Some hoped to complete the session early but a pandemic doesn’t operate on a timetable.
Gilbert S.C. Keith-Agaran
A wry Chinese curse is “May you live in interesting times.”
With Maui’s larger dependence on the Visitor Industry, we may well all be living those trials right now.
As a young man, I entered public service at a weighty moment. In 1995, I left private legal practice to work for Governor Benjamin Cayetano at the Department of Land and Natural Resources (DLNR). Following statehood, Hawai‘i’s economy enjoyed steady and extended growth, fueled by tourism entering the jet age and construction rushing to accompany that expansion. There was a lot of optimism. After a quietly yeoman’s job of stewardship by our first American of Japanese Ancestry Governor George Ariyoshi, John Waihe‘e III (our first Native Hawaiian chief executive) had overseen eight years of new initiatives.
The Cayetano team came in expecting to pursue our own list of public programs. But instead of pursuing the major planks of his campaign, we confronted an economic downturn. The Governor, after trying other ways of filling the fiscal holes, eventually implemented the first reduction-in-force of the government workforce in memory. By the end of his eight years, the Governor had also presided over strikes by both the teachers’ union and the University of Hawai‘i professors, and relations with the other public unions had grown icy. Four decades of Democratic Party Governors would end with the 2002 election.

******

Required tasks
A. In the text, what year did the writer leave private legal practice?
B. Rewrite the part of the text starting with "Some hoped to" and going on through "of new initiatives.", with "Visitor Industry" changed to "tourism trade".
C. Turn the paragraph of the text that begins "The Cayetano team came in" into a short list that keeps its main facts.

******

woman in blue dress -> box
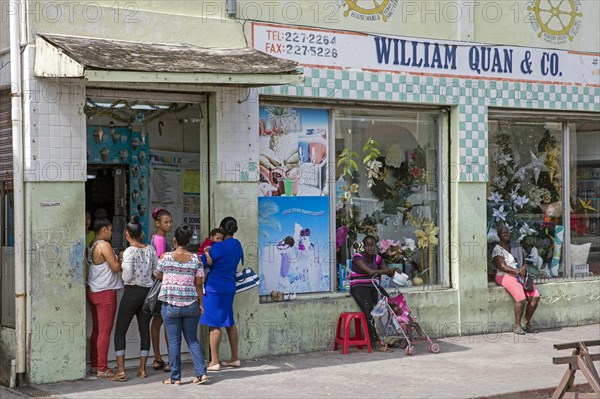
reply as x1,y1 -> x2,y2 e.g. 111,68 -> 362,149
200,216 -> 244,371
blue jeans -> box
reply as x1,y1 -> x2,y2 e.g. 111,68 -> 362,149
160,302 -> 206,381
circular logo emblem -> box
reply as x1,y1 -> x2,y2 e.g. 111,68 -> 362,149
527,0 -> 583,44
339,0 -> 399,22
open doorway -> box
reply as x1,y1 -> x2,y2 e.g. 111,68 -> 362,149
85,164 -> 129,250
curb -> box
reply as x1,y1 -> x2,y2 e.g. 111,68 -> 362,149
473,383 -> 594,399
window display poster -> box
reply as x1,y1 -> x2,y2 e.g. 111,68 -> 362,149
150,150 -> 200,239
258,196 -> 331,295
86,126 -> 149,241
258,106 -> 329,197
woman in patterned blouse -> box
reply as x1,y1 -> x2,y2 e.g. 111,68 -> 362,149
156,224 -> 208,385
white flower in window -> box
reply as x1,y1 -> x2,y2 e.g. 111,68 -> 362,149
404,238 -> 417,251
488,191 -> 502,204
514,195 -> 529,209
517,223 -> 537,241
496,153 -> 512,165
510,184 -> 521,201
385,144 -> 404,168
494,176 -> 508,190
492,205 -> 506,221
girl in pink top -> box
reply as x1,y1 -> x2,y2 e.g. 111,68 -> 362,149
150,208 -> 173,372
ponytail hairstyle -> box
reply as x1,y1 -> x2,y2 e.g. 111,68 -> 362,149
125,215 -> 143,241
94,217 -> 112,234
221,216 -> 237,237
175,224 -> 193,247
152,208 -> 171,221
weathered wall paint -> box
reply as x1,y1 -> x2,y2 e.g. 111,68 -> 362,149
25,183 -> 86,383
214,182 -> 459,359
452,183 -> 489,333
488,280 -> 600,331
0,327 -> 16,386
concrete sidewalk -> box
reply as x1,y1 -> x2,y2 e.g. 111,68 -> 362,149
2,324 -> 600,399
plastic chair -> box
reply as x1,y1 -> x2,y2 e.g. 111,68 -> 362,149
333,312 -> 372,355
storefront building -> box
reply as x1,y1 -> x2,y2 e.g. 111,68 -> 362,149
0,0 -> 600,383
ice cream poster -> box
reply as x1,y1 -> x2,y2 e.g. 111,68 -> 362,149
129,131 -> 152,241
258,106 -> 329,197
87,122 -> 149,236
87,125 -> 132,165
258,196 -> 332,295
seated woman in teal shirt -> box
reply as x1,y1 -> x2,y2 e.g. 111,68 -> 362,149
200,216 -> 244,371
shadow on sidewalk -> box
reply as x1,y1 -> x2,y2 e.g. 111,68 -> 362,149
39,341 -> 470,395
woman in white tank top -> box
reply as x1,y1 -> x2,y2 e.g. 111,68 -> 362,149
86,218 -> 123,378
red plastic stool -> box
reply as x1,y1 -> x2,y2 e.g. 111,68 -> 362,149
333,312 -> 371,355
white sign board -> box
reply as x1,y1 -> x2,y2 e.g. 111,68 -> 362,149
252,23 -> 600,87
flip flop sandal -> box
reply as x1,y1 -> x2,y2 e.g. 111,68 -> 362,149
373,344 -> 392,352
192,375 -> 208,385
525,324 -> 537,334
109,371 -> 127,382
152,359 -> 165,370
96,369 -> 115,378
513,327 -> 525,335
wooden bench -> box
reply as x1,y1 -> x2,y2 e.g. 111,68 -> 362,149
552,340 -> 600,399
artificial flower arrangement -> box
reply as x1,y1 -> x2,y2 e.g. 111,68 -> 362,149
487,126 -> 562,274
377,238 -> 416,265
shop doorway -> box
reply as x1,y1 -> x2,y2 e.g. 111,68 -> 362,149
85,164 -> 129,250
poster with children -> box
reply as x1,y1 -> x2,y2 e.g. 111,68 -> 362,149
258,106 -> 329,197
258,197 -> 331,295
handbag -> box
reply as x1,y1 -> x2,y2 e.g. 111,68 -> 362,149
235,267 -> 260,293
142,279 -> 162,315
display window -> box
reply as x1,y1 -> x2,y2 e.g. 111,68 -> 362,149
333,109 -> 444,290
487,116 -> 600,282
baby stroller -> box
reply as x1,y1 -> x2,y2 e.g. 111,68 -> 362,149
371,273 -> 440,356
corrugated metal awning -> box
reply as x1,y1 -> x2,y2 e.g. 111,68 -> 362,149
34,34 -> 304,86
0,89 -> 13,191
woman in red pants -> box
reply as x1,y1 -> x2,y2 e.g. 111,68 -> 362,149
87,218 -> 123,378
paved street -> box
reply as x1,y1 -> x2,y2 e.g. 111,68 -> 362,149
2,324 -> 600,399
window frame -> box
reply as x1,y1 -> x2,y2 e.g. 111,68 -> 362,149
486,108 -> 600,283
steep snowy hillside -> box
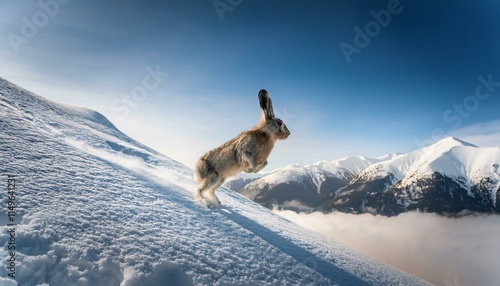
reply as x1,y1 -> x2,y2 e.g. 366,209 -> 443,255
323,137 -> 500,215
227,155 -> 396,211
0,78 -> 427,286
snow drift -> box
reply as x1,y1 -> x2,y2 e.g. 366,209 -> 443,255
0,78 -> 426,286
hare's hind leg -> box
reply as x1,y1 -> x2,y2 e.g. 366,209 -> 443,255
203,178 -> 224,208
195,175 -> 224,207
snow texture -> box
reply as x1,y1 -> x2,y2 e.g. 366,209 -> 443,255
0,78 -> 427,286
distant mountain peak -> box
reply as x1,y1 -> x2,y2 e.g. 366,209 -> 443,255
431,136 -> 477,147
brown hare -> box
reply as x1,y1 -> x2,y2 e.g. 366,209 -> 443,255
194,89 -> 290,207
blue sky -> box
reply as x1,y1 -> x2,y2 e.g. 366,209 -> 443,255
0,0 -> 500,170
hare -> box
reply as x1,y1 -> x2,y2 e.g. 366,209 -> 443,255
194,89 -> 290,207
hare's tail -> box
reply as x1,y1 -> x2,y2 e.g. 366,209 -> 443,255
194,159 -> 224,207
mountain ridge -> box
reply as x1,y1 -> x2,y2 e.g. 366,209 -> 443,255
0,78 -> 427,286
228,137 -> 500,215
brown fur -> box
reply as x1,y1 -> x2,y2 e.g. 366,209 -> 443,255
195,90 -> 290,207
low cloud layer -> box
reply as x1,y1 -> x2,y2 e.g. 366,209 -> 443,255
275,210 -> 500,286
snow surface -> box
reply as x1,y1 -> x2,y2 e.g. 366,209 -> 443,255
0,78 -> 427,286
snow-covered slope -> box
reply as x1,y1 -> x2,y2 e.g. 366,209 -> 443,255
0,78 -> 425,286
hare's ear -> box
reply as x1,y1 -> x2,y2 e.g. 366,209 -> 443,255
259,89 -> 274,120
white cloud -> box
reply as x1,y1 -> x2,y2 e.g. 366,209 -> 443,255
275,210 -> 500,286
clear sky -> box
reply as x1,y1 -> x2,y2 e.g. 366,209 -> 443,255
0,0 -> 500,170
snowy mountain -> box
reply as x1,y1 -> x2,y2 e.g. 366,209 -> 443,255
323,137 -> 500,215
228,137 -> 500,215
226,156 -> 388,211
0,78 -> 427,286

******

Answers below
A. 1995

B.
Some hoped to complete the session early but a pandemic doesn’t operate on a timetable.
Gilbert S.C. Keith-Agaran
A wry Chinese curse is “May you live in interesting times.”
With Maui’s larger dependence on the tourism trade, we may well all be living those trials right now.
As a young man, I entered public service at a weighty moment. In 1995, I left private legal practice to work for Governor Benjamin Cayetano at the Department of Land and Natural Resources (DLNR). Following statehood, Hawai‘i’s economy enjoyed steady and extended growth, fueled by tourism entering the jet age and construction rushing to accompany that expansion. There was a lot of optimism. After a quietly yeoman’s job of stewardship by our first American of Japanese Ancestry Governor George Ariyoshi, John Waihe‘e III (our first Native Hawaiian chief executive) had overseen eight years of new initiatives.

C.
- The Cayetano team expected to carry out its own public programs but faced an economic downturn instead.
- After trying other ways to fill the budget gaps, the Governor carried out the first reduction-in-force of the government workforce in memory.
- During his eight years, the teachers' union and the University of Hawai‘i professors both went on strike.
- Relations with the other public unions grew icy.
- Four decades of Democratic Party Governors ended with the 2002 election.